**Given task**
List every line of the records below that contains the word "white", copying each one in full.

[Coordinate annotation entries]
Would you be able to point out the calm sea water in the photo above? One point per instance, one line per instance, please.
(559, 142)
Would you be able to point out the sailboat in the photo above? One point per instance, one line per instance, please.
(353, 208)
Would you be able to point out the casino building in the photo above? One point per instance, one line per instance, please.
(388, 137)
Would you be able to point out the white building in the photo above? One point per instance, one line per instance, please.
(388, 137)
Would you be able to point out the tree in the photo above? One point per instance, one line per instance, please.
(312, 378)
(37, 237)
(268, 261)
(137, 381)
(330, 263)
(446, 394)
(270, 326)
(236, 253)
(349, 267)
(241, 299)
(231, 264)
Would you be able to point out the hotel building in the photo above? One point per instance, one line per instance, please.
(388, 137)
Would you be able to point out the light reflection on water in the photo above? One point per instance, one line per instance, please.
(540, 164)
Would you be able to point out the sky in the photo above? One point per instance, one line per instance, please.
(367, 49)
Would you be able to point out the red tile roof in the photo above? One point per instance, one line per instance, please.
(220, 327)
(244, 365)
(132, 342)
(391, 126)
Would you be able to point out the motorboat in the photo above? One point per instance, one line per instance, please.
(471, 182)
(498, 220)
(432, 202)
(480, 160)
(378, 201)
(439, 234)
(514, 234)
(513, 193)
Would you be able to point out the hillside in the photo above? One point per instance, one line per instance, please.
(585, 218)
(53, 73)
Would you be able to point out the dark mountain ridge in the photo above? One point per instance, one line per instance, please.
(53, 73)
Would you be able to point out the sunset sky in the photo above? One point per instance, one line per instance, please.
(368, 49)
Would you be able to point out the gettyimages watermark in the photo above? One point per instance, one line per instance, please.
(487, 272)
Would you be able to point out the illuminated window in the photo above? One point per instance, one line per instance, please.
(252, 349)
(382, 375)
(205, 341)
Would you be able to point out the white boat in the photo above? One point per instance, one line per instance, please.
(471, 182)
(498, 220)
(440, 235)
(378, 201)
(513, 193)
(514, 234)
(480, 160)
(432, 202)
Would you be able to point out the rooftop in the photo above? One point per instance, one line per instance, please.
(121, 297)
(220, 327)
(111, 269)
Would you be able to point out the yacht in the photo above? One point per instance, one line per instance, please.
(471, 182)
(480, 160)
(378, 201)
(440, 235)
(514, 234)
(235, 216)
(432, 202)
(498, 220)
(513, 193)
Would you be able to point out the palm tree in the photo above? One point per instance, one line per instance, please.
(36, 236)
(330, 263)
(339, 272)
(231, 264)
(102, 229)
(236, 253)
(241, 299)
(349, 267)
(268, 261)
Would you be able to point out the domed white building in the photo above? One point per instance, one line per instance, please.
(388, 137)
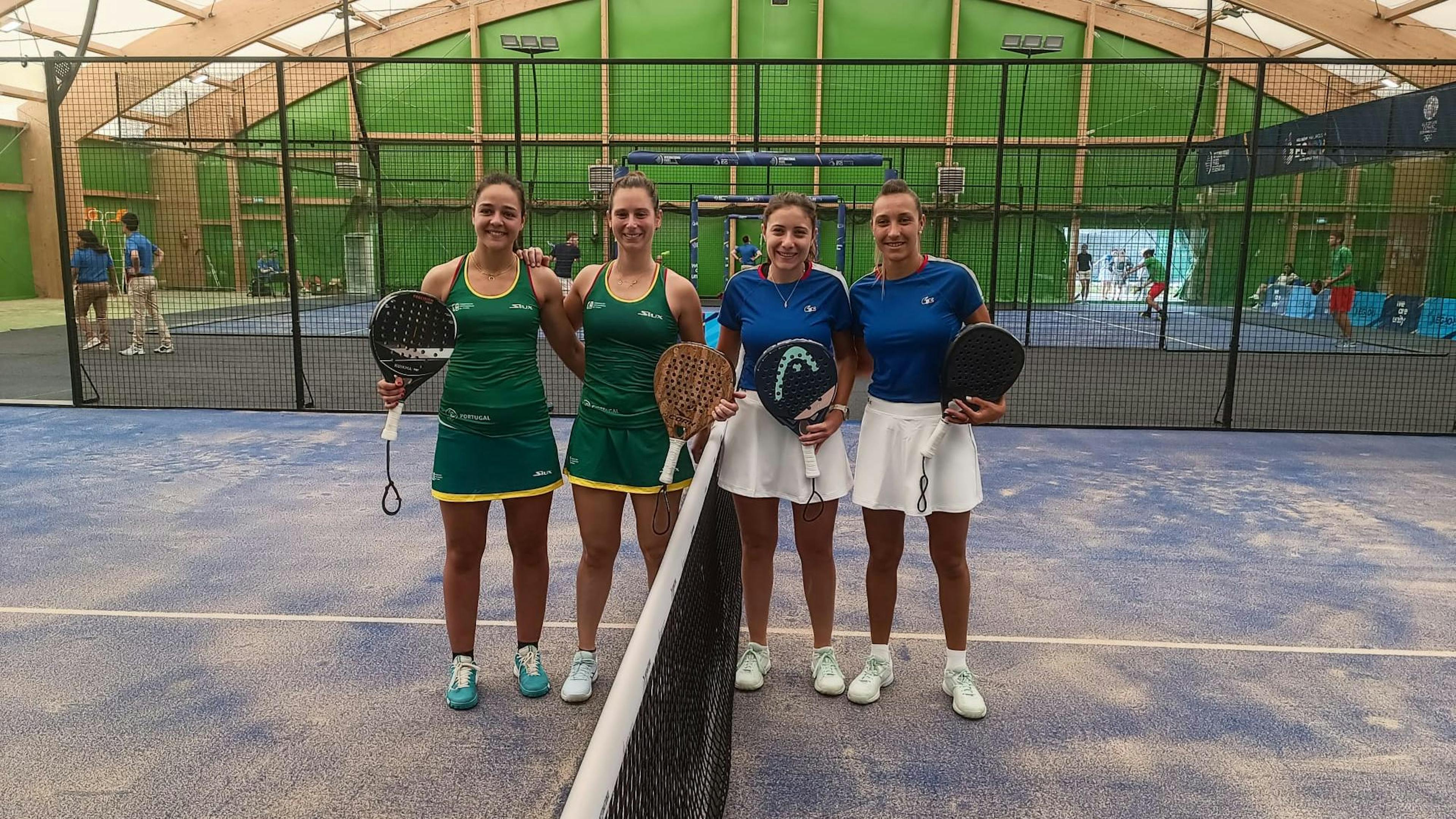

**Answer to this exercise**
Would you be able to point out the white building in the photo above? One point per instance, one line per instance, please.
Would you be able to point out the white boat in the photo above? One point per instance, one line per instance, please.
Would you be able to point out the domed white building in the photo above? One point per instance, one line per instance, please.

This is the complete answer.